Render the stretch of the records below that opens with the line containing "tag the painted" and closes with the line containing "<point>793,180</point>" as a numbered list, both of those lines included and blank lines left out. Omit the pictures from your list.
══ Dataset
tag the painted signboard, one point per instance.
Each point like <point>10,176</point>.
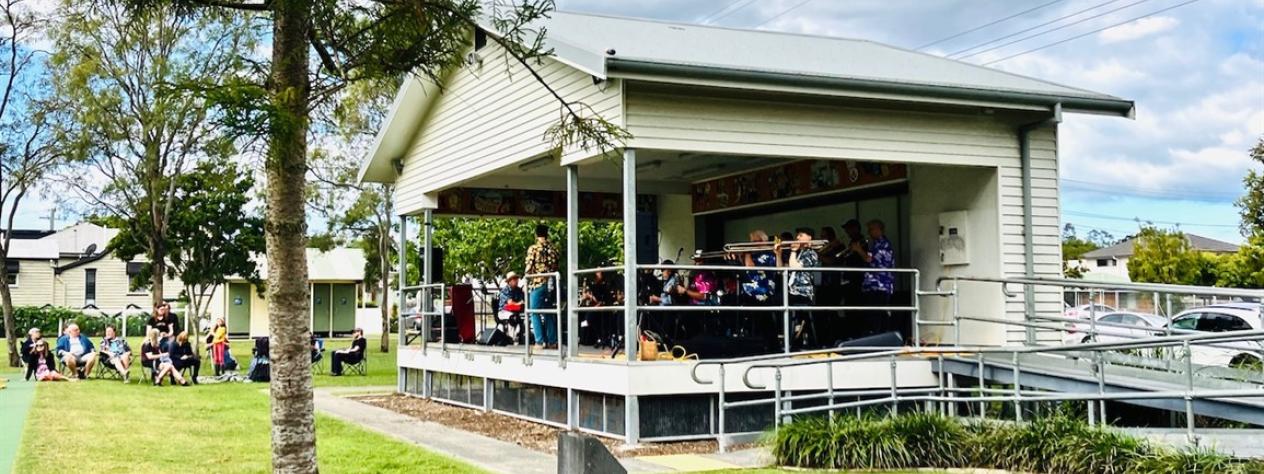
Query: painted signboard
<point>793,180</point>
════
══ Dataset
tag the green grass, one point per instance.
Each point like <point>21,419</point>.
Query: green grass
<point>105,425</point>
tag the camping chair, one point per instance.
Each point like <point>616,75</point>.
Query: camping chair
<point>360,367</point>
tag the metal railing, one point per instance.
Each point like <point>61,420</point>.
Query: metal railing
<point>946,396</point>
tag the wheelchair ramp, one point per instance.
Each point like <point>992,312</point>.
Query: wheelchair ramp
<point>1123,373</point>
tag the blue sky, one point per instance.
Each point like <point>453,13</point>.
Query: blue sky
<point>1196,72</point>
════
▸ Output of the exercise
1. tag the painted signboard, one point per instance.
2. Each point like <point>10,176</point>.
3. Query: painted signboard
4. <point>793,180</point>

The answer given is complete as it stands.